BEGIN Data to process

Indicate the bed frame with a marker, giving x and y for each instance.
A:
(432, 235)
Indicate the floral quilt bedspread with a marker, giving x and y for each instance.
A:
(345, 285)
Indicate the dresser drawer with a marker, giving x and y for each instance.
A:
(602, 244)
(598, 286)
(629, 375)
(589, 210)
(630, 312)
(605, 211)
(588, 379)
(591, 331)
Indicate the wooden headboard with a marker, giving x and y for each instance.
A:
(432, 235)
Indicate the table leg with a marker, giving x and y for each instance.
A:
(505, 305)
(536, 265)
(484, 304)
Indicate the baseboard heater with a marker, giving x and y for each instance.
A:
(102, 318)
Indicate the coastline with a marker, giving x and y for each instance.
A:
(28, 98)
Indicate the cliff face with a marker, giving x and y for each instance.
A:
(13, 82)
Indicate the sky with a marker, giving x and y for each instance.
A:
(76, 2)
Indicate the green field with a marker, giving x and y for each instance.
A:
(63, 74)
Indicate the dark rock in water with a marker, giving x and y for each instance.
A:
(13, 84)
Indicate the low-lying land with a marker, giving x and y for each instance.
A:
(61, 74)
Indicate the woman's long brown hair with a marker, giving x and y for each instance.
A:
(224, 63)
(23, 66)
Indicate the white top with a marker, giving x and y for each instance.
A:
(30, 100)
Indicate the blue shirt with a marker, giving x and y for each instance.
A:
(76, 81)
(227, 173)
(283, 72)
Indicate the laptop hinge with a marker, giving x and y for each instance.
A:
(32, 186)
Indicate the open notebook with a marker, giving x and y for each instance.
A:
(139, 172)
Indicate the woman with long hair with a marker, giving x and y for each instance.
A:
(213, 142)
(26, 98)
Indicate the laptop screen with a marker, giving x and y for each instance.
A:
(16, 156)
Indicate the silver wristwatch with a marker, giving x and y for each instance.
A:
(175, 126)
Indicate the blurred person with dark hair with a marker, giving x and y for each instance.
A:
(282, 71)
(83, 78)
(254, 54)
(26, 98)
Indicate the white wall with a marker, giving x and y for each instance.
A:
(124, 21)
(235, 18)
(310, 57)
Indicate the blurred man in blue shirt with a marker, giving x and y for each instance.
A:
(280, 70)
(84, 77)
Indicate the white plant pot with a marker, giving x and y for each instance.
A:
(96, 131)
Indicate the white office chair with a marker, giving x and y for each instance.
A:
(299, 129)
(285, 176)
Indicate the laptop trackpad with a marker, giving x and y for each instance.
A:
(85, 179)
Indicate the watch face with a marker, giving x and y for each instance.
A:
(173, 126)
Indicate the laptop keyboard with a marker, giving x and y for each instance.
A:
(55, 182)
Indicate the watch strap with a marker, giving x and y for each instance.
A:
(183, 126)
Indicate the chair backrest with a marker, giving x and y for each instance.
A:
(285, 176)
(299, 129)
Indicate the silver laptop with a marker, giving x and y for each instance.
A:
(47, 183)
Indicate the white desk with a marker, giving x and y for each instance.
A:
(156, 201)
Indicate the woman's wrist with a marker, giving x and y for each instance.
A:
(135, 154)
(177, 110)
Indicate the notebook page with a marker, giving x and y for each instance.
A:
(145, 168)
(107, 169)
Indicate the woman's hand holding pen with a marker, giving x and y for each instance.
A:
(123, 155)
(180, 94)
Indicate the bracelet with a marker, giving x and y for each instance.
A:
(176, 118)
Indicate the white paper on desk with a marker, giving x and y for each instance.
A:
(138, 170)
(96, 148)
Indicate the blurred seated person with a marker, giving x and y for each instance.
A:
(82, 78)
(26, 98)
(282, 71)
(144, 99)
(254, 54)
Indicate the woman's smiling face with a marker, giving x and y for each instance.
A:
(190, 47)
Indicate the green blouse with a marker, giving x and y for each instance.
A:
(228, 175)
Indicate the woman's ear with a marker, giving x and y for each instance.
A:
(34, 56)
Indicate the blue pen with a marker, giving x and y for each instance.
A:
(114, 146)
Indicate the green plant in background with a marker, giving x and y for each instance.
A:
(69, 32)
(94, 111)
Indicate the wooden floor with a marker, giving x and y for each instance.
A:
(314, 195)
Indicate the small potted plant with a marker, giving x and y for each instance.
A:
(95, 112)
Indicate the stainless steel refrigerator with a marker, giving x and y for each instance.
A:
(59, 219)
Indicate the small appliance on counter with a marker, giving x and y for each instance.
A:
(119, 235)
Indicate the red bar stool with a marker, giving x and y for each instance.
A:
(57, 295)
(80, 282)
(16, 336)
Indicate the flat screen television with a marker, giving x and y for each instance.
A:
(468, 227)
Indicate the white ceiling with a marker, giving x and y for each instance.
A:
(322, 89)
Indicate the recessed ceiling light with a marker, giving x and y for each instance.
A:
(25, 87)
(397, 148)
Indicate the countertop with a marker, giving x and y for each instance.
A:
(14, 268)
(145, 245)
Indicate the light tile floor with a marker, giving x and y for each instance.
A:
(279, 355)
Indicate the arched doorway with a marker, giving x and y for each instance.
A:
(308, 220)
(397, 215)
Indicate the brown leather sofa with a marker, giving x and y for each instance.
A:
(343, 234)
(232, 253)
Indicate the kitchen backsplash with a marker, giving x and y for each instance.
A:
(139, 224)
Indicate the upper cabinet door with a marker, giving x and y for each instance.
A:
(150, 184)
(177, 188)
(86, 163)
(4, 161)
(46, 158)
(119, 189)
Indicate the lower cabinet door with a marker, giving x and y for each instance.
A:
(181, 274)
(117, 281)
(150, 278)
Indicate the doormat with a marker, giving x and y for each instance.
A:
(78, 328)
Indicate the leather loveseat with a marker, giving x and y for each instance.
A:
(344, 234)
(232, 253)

END Data to process

> **Directions**: Retype exactly the lines of the data above, starting at its first line and finishing with the line that has "Indicate the table" in it.

> **Reply to the task**:
Indicate the bed frame with a marker, giving x and y for each instance.
A:
(432, 235)
Indicate the floral quilt bedspread with a marker, giving x and y for each instance.
A:
(345, 285)
Indicate the dresser drawer with a marker, giving x and y for each instance.
A:
(602, 244)
(598, 286)
(629, 375)
(589, 210)
(630, 312)
(605, 211)
(588, 379)
(591, 331)
Indicate the wooden headboard with a marker, giving x and y for each instance.
A:
(432, 235)
Indicate the table leg with a marker, giving x and y for each instance.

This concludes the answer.